Segment Start: AVAILABLE DATA

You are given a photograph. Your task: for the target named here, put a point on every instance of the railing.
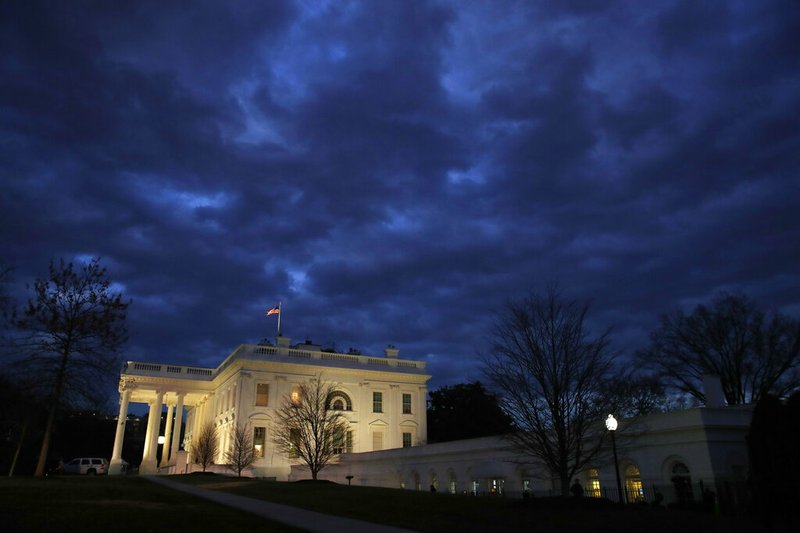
(269, 352)
(294, 353)
(152, 369)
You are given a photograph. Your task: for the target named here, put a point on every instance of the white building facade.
(678, 455)
(383, 398)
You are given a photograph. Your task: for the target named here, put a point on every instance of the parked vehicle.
(89, 466)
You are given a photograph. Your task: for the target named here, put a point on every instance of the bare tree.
(307, 428)
(69, 335)
(206, 447)
(752, 352)
(550, 374)
(241, 454)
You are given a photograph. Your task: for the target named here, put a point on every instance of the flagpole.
(279, 319)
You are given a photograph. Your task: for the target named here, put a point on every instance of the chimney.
(391, 351)
(712, 389)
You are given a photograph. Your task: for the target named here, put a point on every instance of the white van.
(89, 466)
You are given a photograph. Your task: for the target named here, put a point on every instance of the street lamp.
(611, 425)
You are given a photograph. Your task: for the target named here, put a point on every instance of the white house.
(384, 399)
(676, 455)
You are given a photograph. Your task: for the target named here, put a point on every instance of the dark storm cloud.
(395, 171)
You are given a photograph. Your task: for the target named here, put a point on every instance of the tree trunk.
(19, 448)
(51, 416)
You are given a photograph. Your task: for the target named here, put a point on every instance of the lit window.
(295, 440)
(339, 401)
(262, 394)
(338, 442)
(259, 438)
(593, 484)
(406, 404)
(296, 393)
(634, 491)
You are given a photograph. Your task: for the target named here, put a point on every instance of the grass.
(423, 511)
(130, 503)
(118, 503)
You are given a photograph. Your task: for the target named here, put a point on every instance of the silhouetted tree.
(465, 411)
(307, 427)
(205, 447)
(69, 335)
(550, 374)
(629, 394)
(241, 454)
(752, 352)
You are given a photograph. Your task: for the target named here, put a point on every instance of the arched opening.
(339, 401)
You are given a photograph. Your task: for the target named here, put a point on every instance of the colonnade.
(172, 431)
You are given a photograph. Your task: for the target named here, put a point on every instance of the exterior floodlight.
(611, 425)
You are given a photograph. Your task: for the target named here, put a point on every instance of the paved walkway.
(293, 516)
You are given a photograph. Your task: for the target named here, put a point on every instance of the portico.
(157, 385)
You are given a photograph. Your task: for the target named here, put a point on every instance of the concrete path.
(293, 516)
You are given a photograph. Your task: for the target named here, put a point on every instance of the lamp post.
(611, 425)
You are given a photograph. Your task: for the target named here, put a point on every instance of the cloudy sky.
(393, 172)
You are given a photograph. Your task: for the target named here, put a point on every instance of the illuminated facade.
(383, 398)
(675, 456)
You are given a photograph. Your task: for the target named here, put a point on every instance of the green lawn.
(114, 504)
(423, 511)
(130, 503)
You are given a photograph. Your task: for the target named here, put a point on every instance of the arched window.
(634, 491)
(339, 401)
(681, 482)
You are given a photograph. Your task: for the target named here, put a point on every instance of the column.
(176, 434)
(167, 436)
(116, 456)
(148, 465)
(421, 416)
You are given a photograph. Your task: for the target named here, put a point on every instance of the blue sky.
(394, 172)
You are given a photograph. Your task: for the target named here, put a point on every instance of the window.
(406, 404)
(339, 401)
(377, 440)
(593, 484)
(682, 482)
(296, 394)
(634, 491)
(262, 394)
(294, 437)
(343, 442)
(259, 438)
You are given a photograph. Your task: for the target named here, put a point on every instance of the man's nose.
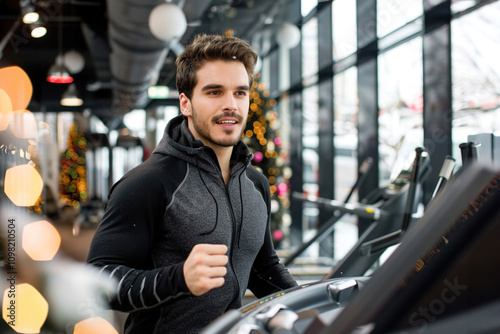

Segment End: AVAILABLE DATA

WHAT IS BEING ASKED: For each entry, repeat its text exactly and leave out any picture it holds.

WORKED SOLUTION:
You are given a photograph. Your task: for the target named here, put a point on every instance of the railing.
(269, 352)
(294, 353)
(152, 369)
You are given a photograph. Your task: for the target named here, put a point on every instance of the white building facade.
(678, 455)
(383, 398)
You are given a photograph. Your task: for the target named here, put a point on every instance of the parked vehicle.
(89, 466)
You are given a photograph. Your task: for the target named here, put a point on every instance of the bare tree.
(307, 428)
(69, 335)
(206, 447)
(752, 352)
(550, 374)
(241, 454)
You are given a photograph. Your task: for the target named here, put a point on every instance of the flagpole.
(279, 319)
You are given a photograph. Your task: for the target named here, put a point on every instance of the chimney.
(391, 351)
(712, 389)
You are given a photograph. Your task: for the target named here, put a point on every instance of the white van.
(89, 466)
You are given a photograph. Your task: for the target named here, put a point on every instance of the street lamp.
(611, 425)
You are given a photograph. Your task: for the target named here, put a point on every instance of the white house.
(384, 399)
(676, 455)
You are given a photograph. Your task: for the target named here, put a point on every instance of the dark storm cloud.
(395, 171)
You are given a photograph. Your task: for the target named here, put a point on every instance of the tree trunk.
(19, 448)
(51, 416)
You are given a photograph. Your task: for the target named here, put a point on every instance of the lit window.
(295, 440)
(339, 401)
(262, 394)
(338, 442)
(259, 438)
(593, 484)
(406, 404)
(296, 393)
(634, 491)
You are given a photograph. Your task: for the target named here, put a point on every instance of the grass.
(423, 511)
(130, 503)
(118, 503)
You are given a photograph. Your task: for the target named here, put a point on every instance of the silhouetted tree.
(465, 411)
(307, 427)
(205, 447)
(69, 335)
(550, 374)
(629, 394)
(241, 454)
(752, 352)
You are given a photograph. Your task: for the target named here, put a point on every instance of the arched opening.
(339, 401)
You are given a photograph. Your task: for the target named here, put a point on every instance of the colonnade.
(172, 431)
You are given a photograph. Your task: for the target named here, put a point on every instance of the exterior floodlight.
(611, 425)
You are given a photograph. Your task: for the target named here, put a point on every instance of the paved walkway.
(293, 516)
You are given a photograph. Your task: for the target named here, put a point on every instance of the portico.
(157, 385)
You are given a photograph. Your task: for the target named here, put a point on every instance of the concrete path.
(293, 516)
You are given a photograph. Your task: for the target named here, put a point on every instance of the lamp post.
(611, 425)
You are given a photograph. Your task: for the target named here, put a point on every instance of the cloudy sky.
(393, 172)
You are given a photograph. Your task: for the target named here, put a point on every instance of the illuminated facade.
(383, 398)
(675, 456)
You are given a photograph. Your task: for the target named here, put a point on every instance of the green lawn.
(114, 504)
(423, 511)
(130, 503)
You are given a photograph. Your task: for the target named here, put a point on every instance of the arched window.
(634, 491)
(339, 401)
(681, 482)
You are given a photograph. Your task: for the target named here, put a point on every instance of the column.
(176, 434)
(167, 436)
(116, 456)
(148, 465)
(421, 416)
You are given a photograph. Your task: for the target named here, put a point on every instance of the blue sky.
(394, 172)
You are given a photograph. Your task: for the target named here, put a point on every instance of the window.
(406, 404)
(339, 401)
(377, 440)
(593, 484)
(682, 482)
(296, 394)
(634, 491)
(262, 394)
(294, 437)
(343, 442)
(259, 438)
You are given a photograph. Your task: for the target named here, put a point on every instance of the man's nose.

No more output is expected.